> **TASK GOAL**:
Compute how many lines in the records below contain the string "image" and give that number without other output.
────────
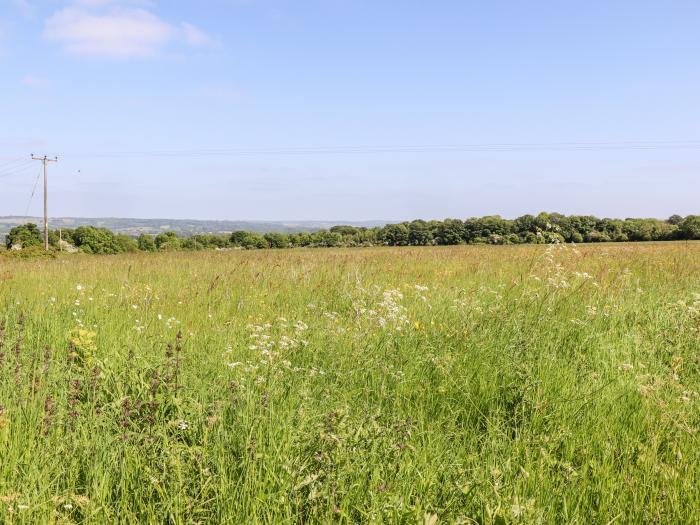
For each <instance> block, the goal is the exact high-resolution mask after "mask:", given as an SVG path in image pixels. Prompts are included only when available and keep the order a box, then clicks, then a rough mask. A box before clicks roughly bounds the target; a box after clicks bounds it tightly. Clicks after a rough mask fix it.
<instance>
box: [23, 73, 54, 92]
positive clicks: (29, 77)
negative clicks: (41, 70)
mask: <svg viewBox="0 0 700 525" xmlns="http://www.w3.org/2000/svg"><path fill="white" fill-rule="evenodd" d="M22 84H24V85H25V86H27V87H29V88H32V89H44V88H46V87H48V85H49V82H48V80H46V79H45V78H43V77H39V76H36V75H26V76H25V77H24V78H23V79H22Z"/></svg>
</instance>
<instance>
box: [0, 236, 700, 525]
mask: <svg viewBox="0 0 700 525" xmlns="http://www.w3.org/2000/svg"><path fill="white" fill-rule="evenodd" d="M699 328H700V244H697V243H659V244H652V243H649V244H614V245H612V244H605V245H587V246H579V247H573V246H565V245H553V246H513V247H509V246H504V247H479V246H463V247H460V246H458V247H444V248H415V249H412V248H370V249H349V250H347V249H346V250H342V249H318V250H312V249H310V250H265V251H231V252H208V253H172V254H170V253H162V254H137V255H120V256H109V257H98V256H84V255H74V256H67V257H64V258H59V259H55V260H28V261H24V260H14V259H10V258H0V521H2V522H6V523H116V522H123V523H231V524H238V523H317V522H320V523H336V522H338V523H365V522H376V523H419V524H424V523H426V524H430V525H433V524H435V523H465V524H466V523H579V524H588V523H601V524H606V523H693V522H695V523H697V522H698V521H700V511H699V510H698V509H700V491H698V489H697V487H698V485H700V443H698V428H699V425H700V397H699V395H698V392H699V391H700V366H699V365H700V334H699V332H698V329H699Z"/></svg>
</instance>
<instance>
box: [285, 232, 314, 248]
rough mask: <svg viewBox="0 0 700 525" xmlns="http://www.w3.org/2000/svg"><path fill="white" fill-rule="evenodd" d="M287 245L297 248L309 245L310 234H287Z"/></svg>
mask: <svg viewBox="0 0 700 525" xmlns="http://www.w3.org/2000/svg"><path fill="white" fill-rule="evenodd" d="M289 244H290V245H291V246H295V247H297V248H301V247H305V246H309V245H311V234H310V233H308V232H295V233H290V234H289Z"/></svg>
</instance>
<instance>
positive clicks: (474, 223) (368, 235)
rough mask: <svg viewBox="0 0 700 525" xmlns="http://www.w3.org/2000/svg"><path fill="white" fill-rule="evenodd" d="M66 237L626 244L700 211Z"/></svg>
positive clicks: (550, 213) (220, 243) (65, 231)
mask: <svg viewBox="0 0 700 525" xmlns="http://www.w3.org/2000/svg"><path fill="white" fill-rule="evenodd" d="M62 234H63V239H64V241H67V242H69V243H71V244H73V245H75V246H76V247H78V248H79V249H80V250H81V251H83V252H87V253H100V254H115V253H123V252H133V251H137V250H140V251H145V252H153V251H179V250H207V249H209V250H212V249H217V250H222V249H227V248H245V249H265V248H276V249H282V248H333V247H356V246H382V245H384V246H431V245H441V246H449V245H459V244H497V245H506V244H551V243H575V244H580V243H607V242H626V241H636V242H643V241H671V240H695V239H698V240H700V216H697V215H689V216H688V217H685V218H682V217H680V216H678V215H673V216H671V217H669V219H668V220H666V221H662V220H658V219H636V218H629V219H624V220H622V219H610V218H604V219H598V218H596V217H594V216H592V215H571V216H566V215H562V214H560V213H545V212H542V213H540V214H538V215H536V216H535V215H523V216H521V217H518V218H516V219H513V220H509V219H504V218H502V217H500V216H498V215H492V216H487V217H480V218H479V217H472V218H469V219H466V220H464V221H463V220H460V219H445V220H444V221H424V220H414V221H410V222H402V223H397V224H388V225H386V226H384V227H374V228H361V227H356V226H342V225H341V226H333V227H332V228H330V229H329V230H318V231H315V232H294V233H280V232H269V233H265V234H260V233H257V232H249V231H242V230H238V231H234V232H233V233H231V234H230V235H217V234H197V235H192V236H189V237H179V236H178V235H177V233H175V232H173V231H168V232H163V233H160V234H158V235H156V236H155V237H154V236H151V235H147V234H142V235H140V236H139V237H138V239H137V240H136V241H134V240H133V239H132V238H131V237H129V236H126V235H115V234H113V233H112V232H110V231H109V230H107V229H105V228H94V227H92V226H87V227H86V226H82V227H80V228H76V229H75V230H70V229H65V230H63V231H62ZM22 239H26V240H25V241H24V242H25V244H26V243H29V244H28V246H32V245H40V244H41V236H40V233H39V231H38V230H37V229H36V226H35V225H25V226H20V227H17V228H15V229H13V230H12V232H11V236H8V238H7V240H6V243H7V246H8V247H10V246H11V244H12V243H13V242H20V241H21V240H22ZM49 240H50V244H51V245H52V246H54V247H57V246H58V234H57V232H55V231H53V232H50V234H49Z"/></svg>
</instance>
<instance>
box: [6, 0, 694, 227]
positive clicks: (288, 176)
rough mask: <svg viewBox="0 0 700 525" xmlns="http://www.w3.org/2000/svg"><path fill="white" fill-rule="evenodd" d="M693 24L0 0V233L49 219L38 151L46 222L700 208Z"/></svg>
mask: <svg viewBox="0 0 700 525" xmlns="http://www.w3.org/2000/svg"><path fill="white" fill-rule="evenodd" d="M699 24H700V2H697V0H688V1H678V0H669V1H667V2H658V1H651V0H648V1H647V0H616V1H610V0H587V1H579V0H572V1H567V2H562V1H559V0H558V1H537V0H533V1H529V2H525V1H516V0H512V1H505V0H503V1H499V0H494V1H488V2H486V1H478V2H477V1H470V0H459V1H452V0H435V1H430V2H427V1H425V0H402V1H398V0H393V1H389V0H198V1H197V2H192V1H189V0H188V1H184V0H167V1H166V0H159V1H158V0H153V1H147V0H68V1H66V0H0V216H3V215H25V214H27V213H28V214H29V215H38V214H40V213H41V209H42V208H41V206H42V203H41V191H42V186H41V183H39V185H38V186H37V187H36V191H34V192H33V189H34V186H35V182H36V181H37V177H38V175H39V173H40V170H41V163H39V162H33V163H32V162H30V161H28V160H27V159H29V156H30V154H32V153H33V154H36V155H44V154H46V155H49V156H52V157H53V156H58V158H59V162H58V163H54V164H51V165H50V166H49V195H50V201H49V204H50V210H49V214H50V215H51V216H77V217H106V216H110V217H141V218H190V219H231V220H327V221H342V220H348V221H350V220H356V221H359V220H386V221H397V220H407V219H414V218H424V219H443V218H446V217H457V218H467V217H471V216H481V215H491V214H500V215H502V216H504V217H516V216H518V215H522V214H525V213H533V214H536V213H538V212H540V211H559V212H562V213H566V214H595V215H598V216H601V217H603V216H606V217H622V218H624V217H640V216H643V217H659V218H666V217H668V216H669V215H671V214H675V213H678V214H681V215H688V214H696V213H700V204H699V202H700V201H699V199H698V197H699V196H700V104H698V93H700V61H699V60H698V57H699V56H700V32H699V31H698V27H699ZM504 145H506V146H504ZM445 146H450V147H449V148H447V147H445ZM33 193H34V195H33V197H32V194H33Z"/></svg>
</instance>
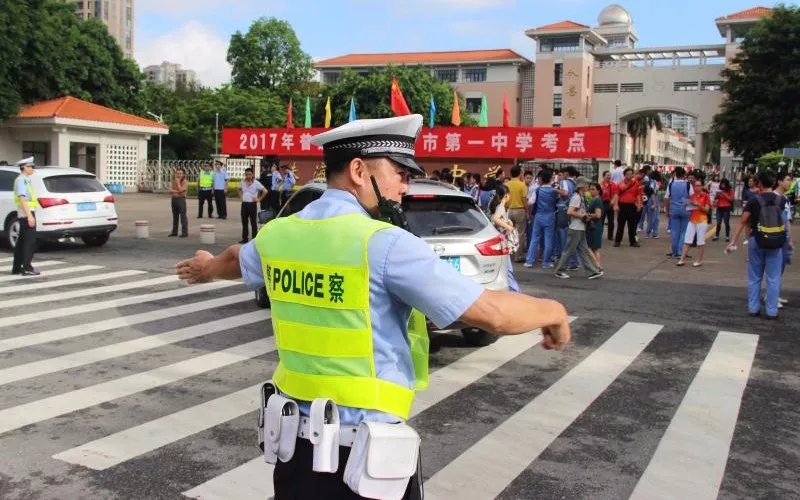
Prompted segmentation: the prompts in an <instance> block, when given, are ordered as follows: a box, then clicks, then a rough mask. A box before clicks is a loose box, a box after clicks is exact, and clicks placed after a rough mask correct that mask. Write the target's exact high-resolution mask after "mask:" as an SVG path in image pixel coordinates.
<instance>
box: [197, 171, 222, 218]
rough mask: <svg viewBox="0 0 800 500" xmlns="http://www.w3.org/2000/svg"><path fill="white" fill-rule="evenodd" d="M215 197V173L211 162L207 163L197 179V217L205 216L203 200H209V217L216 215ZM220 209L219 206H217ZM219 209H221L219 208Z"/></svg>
mask: <svg viewBox="0 0 800 500" xmlns="http://www.w3.org/2000/svg"><path fill="white" fill-rule="evenodd" d="M213 198H214V173H213V172H212V171H211V164H210V163H206V164H205V165H204V166H203V170H201V171H200V176H199V177H198V179H197V218H198V219H202V218H203V202H206V201H207V202H208V218H209V219H210V218H211V216H212V215H214V205H213V202H212V201H211V200H212V199H213ZM217 209H219V207H217ZM218 211H219V210H218Z"/></svg>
────────
> **ANSWER BOX**:
2